━━━ Document passage ━━━
Code: deep_control.sac
Examples: examples/dmc/sac.py
, examples/sacd_demo.py
Other References: Yarats and Kostrikov's implementation, author's implementation.
Paper: Measuring Visual Generalization in Continuous Control from Pixels, Grigsby and Qi, 2020
Description: This is a pixel-specific version of SAC with a few tricks/hyperparemter settings to improve performance. We include many different data augmentation techniques, including those used in RAD, DrQ and Network Randomization. The DrQ augmentation is turned on by default, and has a huge impact on performance.
Please Note: If you are interested in control from images, these features are implemented much more thoroughly in another repo: jakegrigsby/super_sac
Code: deep_control.sac_aug
Examples: examples/dmcr/sac_aug.py
Other References: SAC+AE code, RAD Procgen code, DrQ
Paper: GRAC: Self-Regularized Actor-Critic, Shao et al., 2020.
Description: GRAC is a combination of a stochastic policy with TD3-like stability improvements and CEM-based action selection like you'd see in Qt-Opt or CAQL.
Code: deep_control.grac
Examples: examples/dmc/grac.py
Other References: author's implementation
Paper: Randomized Ensemble Double Q-Learning: Learning Fast Without a Model
Description: Extends the double Q trick to random subsets of a larger critic ensemble. Reduced Q function bias allows for a much higher replay ratio. REDQ is sample efficient but slow (compared to other model-free methods). We implement the SAC version.
Code: deep_control.redq
Examples: examples/dmc/redq.py
Paper: DisCor: Corrective Feedback in Reinforcement Learning via Distribution Correction, Kumar et al., 2020.
Description: Reduce the effect of inaccurate target values propagating through the Q-function by learning to estimate the target networks' inaccuracies and adjusting the TD error accordingly. Implemented on top of standard SAC.
Code: deep_control.discor
Examples: examples/dmc/discor.py
Paper: SUNRISE: A Simple Unified Framework for Ensemble Learning in Deep Reinforcement Learning, Lee et al., 2020.
Description: Extends SAC using an ensemble of actors and critics. Adds UCB-based exploration, ensembled inference, and a simpler weighted bellman backup. This version does not use the replay buffer masks from the original.
Code: deep_control.sunrise
Examples: examples/dmc/sunrise.py
Description: A simple approach to offline RL that trains the actor network to emulate the action choices of the demonstration dataset. Uses the stochastic actor from SAC and some basic ensembling to make this a reasonable baseline.
━━━ Dataset excerpts ━━━
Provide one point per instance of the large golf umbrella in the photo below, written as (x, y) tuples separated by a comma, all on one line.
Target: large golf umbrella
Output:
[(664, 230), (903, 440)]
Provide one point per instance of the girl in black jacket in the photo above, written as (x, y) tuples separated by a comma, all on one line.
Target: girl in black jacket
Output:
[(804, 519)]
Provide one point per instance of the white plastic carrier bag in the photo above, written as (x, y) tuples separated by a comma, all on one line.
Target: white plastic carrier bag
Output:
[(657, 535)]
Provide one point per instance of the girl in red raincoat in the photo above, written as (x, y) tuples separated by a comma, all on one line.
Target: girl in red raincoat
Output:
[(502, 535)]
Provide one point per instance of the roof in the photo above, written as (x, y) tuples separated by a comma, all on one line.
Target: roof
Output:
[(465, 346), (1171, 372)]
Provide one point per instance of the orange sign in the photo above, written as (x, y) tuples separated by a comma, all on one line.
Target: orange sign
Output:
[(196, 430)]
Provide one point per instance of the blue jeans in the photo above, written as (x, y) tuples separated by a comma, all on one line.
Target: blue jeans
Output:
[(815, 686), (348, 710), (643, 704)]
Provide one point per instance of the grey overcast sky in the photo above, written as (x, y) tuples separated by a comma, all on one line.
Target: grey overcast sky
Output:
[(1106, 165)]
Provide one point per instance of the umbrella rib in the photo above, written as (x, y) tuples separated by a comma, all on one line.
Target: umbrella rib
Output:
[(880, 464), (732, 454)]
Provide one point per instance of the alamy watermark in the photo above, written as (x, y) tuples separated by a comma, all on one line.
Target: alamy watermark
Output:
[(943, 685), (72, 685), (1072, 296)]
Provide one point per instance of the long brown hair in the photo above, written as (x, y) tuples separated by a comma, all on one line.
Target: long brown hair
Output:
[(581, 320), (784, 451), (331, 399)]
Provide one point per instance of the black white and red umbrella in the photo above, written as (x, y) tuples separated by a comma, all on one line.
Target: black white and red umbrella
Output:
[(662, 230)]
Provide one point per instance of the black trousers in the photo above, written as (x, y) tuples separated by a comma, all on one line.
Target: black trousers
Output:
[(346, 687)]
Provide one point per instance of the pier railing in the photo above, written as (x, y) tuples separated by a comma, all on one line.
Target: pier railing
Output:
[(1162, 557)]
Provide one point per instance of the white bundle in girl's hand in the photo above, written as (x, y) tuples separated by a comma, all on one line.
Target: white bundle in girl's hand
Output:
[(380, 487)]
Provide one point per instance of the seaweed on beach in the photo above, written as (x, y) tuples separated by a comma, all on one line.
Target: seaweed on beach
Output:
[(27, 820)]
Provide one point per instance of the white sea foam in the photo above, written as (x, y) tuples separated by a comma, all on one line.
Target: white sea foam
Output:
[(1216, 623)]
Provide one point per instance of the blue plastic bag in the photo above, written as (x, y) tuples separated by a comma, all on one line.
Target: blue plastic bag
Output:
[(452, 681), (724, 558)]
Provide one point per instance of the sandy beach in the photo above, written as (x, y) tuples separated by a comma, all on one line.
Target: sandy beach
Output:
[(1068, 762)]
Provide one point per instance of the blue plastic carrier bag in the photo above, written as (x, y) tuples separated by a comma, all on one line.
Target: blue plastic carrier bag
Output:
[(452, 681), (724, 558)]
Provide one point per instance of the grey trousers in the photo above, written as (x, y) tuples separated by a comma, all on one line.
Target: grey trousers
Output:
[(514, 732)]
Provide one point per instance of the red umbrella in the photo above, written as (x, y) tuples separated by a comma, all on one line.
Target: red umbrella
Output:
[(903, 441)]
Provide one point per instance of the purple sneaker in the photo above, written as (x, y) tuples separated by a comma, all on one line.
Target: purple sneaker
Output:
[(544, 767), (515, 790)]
━━━
● **Work request 1**
In the reinforcement learning algorithm notes, why can REDQ use a much higher replay ratio? Answer in one to three sentences.
● **Work request 2**
Write what comes next in the reinforcement learning algorithm notes, after their final sentence.

● **Written response 1**
REDQ extends the double Q trick to random subsets of a larger critic ensemble. This reduces Q function bias, which allows for a much higher replay ratio.

● **Written response 2**
Code: deep_control.sbc
Examples: examples/d4rl/sbc.py
Paper: Accelerating Online Reinforcement Learning with Offline Datasets, Nair et al., 2020. & Critic Regularized Regression, Wang et al., 2020.
Description: TD3 with a stochastic policy and a modified actor update that makes better use of offline experience before finetuning in the online environment. The current implementation is a mix between AWAC and CRR. We allow for online finetuning and use standard critic networks as in AWAC, but add the binary advantage function, and max/mean advantage estimates from CRR. The actor_per
experience prioritization trick is discussed in A Closer Look at Advantage-Filtered Behavioral Cloning
in High-Noise Datasets, Grigsby and Qi, 2021.
Code: deep_control.awac
Examples: examples/d4rl/awac.py
Paper: Towards Automatic Actor-Critic Solutions to Continuous Control, Grigsby et al., 2021
Description: AAC uses a genetic algorithm to automatically tune the hyperparameters of SAC. A population of SAC agents is trained in parallel with a shared relay buffer and several design decisions that reduce hyperparameter sensitivity while (mostly) preserving sample efficiency. Please refer to the paper for more details. This is the official author implementation.
Code: deep_control.aac
git clone https://github.com/jakegrigsby/deep_control.git
cd deep_control
pip install -e .
see the examples
folder for a look at how to train agents in environments like the DeepMind Control Suite and OpenAI Gym.